--- BEGIN STORED ROWS ---

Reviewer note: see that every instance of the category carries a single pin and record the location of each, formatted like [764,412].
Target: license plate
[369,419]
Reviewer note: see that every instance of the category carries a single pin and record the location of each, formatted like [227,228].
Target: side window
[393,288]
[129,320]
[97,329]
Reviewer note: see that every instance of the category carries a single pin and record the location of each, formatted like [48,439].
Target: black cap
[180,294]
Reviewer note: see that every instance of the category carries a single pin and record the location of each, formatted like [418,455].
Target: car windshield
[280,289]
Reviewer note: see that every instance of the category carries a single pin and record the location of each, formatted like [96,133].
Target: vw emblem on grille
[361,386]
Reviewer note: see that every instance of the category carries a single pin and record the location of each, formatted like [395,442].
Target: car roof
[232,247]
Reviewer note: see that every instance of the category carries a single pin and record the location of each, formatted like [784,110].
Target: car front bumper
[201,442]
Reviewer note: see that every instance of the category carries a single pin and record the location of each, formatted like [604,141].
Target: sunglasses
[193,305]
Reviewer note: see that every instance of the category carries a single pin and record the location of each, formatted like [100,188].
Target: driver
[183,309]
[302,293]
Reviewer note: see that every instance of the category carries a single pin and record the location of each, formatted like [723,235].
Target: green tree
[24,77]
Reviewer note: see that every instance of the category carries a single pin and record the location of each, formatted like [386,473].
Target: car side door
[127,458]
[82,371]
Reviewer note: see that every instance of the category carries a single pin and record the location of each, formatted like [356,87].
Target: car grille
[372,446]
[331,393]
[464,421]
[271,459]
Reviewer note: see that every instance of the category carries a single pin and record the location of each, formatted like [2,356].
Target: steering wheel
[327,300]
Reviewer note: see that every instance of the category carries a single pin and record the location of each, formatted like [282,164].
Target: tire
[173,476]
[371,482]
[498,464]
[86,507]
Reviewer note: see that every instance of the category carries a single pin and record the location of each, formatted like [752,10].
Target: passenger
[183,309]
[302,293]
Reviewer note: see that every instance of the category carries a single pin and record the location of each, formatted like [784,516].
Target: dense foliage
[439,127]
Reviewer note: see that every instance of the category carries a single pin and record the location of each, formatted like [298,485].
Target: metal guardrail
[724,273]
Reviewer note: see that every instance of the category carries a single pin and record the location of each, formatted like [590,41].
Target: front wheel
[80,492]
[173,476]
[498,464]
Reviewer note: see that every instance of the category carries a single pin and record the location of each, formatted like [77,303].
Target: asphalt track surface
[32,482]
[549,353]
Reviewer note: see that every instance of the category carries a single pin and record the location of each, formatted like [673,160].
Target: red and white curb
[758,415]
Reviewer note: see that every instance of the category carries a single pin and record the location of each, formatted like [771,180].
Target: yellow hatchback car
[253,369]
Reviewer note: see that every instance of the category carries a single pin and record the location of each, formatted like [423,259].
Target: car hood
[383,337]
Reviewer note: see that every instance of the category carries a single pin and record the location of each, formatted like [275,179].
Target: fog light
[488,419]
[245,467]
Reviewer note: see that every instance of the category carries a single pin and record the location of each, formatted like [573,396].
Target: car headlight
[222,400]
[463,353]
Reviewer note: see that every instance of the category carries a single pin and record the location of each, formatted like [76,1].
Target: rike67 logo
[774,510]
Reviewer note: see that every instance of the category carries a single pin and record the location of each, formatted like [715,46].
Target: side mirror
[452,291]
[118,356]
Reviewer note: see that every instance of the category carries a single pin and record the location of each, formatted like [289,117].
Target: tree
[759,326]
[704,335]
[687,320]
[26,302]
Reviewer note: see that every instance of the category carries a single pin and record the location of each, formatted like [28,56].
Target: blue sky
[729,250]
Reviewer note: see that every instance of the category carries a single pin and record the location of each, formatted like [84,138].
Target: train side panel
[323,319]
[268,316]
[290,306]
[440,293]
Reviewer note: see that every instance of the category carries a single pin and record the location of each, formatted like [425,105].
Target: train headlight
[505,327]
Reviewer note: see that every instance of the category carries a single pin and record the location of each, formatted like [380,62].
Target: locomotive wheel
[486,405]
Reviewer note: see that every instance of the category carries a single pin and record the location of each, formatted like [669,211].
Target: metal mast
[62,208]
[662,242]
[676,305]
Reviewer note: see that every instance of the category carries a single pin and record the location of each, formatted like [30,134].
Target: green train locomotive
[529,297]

--- END STORED ROWS ---

▶ _WHAT THE EXERCISE ASKS_
Return the lines above, from the one containing "formatted like [425,105]." to the end, exactly as they stand.

▶ _EXPECTED OUTPUT_
Reviewer note: see that every instance of the category carries a single pin and record the location of each, formatted like [425,105].
Target: train headlight
[505,327]
Reviewer note: see that every instance of the category carries a single pin and record the location of each, formatted like [380,62].
Target: locomotive wheel
[486,405]
Reviewer note: see that every instance of the category carries a single pin and record the location of each, formatted like [669,211].
Target: metal mast
[62,208]
[662,242]
[676,305]
Reviewer note: see that every instance of the category carries a single pin and record the location of each, formatted like [30,134].
Target: green train locomotive
[529,297]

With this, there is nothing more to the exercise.